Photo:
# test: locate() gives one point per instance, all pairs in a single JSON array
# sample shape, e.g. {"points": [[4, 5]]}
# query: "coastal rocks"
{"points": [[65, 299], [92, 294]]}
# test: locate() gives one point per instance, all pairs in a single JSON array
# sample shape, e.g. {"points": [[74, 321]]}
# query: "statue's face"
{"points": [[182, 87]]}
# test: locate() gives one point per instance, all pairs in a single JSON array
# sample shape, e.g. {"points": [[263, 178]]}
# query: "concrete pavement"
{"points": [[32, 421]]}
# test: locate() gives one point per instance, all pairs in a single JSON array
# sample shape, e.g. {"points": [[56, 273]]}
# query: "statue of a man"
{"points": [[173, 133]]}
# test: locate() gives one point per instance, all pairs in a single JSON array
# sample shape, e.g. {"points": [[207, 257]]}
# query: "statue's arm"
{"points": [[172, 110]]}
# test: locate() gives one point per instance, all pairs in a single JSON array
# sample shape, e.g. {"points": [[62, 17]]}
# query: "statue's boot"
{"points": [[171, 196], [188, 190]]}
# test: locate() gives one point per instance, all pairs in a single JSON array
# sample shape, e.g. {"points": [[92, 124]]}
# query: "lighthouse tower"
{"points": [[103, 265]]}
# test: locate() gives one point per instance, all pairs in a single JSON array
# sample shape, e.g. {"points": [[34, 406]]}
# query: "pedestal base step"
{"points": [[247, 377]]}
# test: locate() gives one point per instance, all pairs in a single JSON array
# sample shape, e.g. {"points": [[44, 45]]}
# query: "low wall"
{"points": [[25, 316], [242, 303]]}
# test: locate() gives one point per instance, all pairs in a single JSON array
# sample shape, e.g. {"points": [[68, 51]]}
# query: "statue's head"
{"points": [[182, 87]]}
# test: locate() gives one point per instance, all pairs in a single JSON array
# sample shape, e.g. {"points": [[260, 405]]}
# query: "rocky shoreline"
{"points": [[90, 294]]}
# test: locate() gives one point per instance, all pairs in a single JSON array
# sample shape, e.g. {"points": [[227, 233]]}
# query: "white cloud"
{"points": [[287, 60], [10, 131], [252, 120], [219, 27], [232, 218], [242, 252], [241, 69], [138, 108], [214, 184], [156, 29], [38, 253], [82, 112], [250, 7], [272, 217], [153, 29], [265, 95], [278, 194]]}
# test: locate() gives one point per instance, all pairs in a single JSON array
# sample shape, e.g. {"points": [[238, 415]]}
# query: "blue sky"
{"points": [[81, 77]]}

--- DO THIS ---
Exactly reproduce the material above.

--- EXPECTED ANSWER ---
Photo:
# test: locate() gives one point per instance, all pairs in a single JSON array
# sample shape, e.g. {"points": [[4, 5]]}
# query: "coastal rocks"
{"points": [[65, 299], [92, 294]]}
# test: locate() gives one point per instance, all pairs in a single JSON array
# sample shape, e.g. {"points": [[74, 321]]}
# query: "statue's face"
{"points": [[182, 87]]}
# test: locate() gives one point per instance, all pairs in a single JSON array
# sample shape, e.g. {"points": [[263, 178]]}
# query: "concrete pavement"
{"points": [[32, 421]]}
# test: locate() gives one point per instance, all pairs in a single JSON array
# sample shape, e.g. {"points": [[56, 273]]}
# query: "statue of a man"
{"points": [[173, 133]]}
# test: locate() gives one point per instance, all pairs in a single JSON array
# sample shape, e.g. {"points": [[207, 257]]}
# query: "statue's arm"
{"points": [[172, 110]]}
# test: locate() gives one point per instance, all pairs in a single JSON array
# sample shape, e.g. {"points": [[62, 17]]}
# query: "statue's boot"
{"points": [[171, 196], [188, 190]]}
# test: locate() gives one point per instance, all pairs in a single JSON array
# sample shape, e.g. {"points": [[92, 124]]}
# query: "lighthouse tower"
{"points": [[103, 265]]}
# test: locate() gives one point per instance, all pairs in a single JSON array
# sample shape, e.g. {"points": [[34, 406]]}
# query: "pedestal base step"
{"points": [[247, 377]]}
# test: locate() gives one point per instance, all pairs in a single JSON array
# sample shape, e.g. {"points": [[44, 45]]}
# query: "low wall"
{"points": [[25, 316], [242, 303]]}
# test: locate() gives one point per instance, all pairs in a single JSON array
# sample shape, e.g. {"points": [[68, 51]]}
# query: "statue's head"
{"points": [[182, 87]]}
# test: locate() gives one point per instance, all pairs in a single JSON array
# sample shape, e.g. {"points": [[260, 405]]}
# query: "rocky shoreline"
{"points": [[90, 294]]}
# test: locate() gives one point per instance, all pairs in a single JSON array
# sample shape, e.g. {"points": [[227, 233]]}
# query: "white cloud"
{"points": [[287, 60], [10, 131], [252, 120], [219, 27], [232, 218], [242, 252], [241, 69], [138, 108], [214, 184], [156, 29], [38, 253], [82, 112], [250, 7], [272, 217], [153, 29], [265, 95], [278, 194]]}
# test: locate() gives one point per instance, all pairs in a single JSON array
# sample shape, e.g. {"points": [[238, 415]]}
# query: "blue sky"
{"points": [[81, 77]]}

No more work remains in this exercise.